Pointing dataset records:
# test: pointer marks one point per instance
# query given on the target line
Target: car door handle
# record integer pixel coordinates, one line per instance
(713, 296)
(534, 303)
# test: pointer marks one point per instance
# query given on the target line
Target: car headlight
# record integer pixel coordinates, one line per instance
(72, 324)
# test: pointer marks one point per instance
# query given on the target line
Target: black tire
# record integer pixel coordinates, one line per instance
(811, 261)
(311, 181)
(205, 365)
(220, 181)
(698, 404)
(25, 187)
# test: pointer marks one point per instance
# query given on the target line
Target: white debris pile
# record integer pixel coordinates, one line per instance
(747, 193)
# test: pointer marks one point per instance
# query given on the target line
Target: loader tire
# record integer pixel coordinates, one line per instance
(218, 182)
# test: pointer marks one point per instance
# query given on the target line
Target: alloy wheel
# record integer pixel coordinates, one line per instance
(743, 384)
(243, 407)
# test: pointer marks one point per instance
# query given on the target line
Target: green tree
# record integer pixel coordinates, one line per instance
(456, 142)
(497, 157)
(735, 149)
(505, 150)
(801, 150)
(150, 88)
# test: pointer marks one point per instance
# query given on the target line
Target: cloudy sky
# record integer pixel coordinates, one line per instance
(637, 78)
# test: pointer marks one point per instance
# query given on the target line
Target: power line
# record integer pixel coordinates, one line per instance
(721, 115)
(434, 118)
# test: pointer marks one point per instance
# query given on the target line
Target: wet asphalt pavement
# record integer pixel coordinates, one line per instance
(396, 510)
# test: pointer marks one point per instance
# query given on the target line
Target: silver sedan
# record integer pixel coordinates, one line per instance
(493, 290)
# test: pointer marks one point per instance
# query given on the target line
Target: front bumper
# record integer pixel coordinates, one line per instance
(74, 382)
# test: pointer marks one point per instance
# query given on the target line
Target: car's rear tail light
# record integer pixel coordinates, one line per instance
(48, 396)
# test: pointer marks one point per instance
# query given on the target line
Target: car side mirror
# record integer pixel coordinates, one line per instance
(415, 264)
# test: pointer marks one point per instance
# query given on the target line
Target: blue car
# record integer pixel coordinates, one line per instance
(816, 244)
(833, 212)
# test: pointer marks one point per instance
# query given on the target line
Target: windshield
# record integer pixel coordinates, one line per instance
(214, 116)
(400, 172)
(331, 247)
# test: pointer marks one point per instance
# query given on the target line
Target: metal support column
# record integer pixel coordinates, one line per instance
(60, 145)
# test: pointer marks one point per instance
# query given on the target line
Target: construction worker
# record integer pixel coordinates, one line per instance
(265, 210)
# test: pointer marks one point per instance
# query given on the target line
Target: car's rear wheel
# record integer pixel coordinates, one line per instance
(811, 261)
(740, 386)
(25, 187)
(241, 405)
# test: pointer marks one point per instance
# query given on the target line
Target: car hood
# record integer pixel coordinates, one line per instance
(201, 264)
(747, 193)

--

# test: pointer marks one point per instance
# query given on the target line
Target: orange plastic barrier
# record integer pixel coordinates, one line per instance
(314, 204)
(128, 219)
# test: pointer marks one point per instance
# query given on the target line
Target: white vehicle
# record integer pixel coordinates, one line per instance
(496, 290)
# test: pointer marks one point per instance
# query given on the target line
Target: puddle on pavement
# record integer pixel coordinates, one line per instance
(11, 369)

==

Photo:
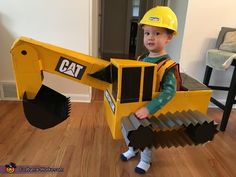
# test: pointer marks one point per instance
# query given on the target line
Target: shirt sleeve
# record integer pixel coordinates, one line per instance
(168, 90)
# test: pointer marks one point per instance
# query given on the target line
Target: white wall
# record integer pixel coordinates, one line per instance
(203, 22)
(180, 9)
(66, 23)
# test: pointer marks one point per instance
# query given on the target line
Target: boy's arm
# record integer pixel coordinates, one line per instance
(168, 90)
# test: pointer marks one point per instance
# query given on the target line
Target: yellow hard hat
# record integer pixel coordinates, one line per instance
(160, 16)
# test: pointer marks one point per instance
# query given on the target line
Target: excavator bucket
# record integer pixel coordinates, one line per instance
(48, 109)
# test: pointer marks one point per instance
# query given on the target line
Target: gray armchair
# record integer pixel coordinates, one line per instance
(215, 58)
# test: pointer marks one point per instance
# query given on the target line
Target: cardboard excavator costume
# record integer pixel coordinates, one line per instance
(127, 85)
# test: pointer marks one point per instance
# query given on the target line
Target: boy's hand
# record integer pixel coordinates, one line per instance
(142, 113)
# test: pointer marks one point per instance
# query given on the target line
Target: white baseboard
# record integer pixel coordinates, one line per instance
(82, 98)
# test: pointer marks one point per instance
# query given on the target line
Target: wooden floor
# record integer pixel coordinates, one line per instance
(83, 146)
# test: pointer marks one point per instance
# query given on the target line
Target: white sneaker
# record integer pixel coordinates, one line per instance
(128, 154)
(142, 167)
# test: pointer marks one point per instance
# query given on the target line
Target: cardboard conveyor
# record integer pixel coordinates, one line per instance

**AIM OF THE EXERCISE:** Count the lines in the records above that contain the word "pavement", treating case as significant. Give only the number.

**RESULT:** 2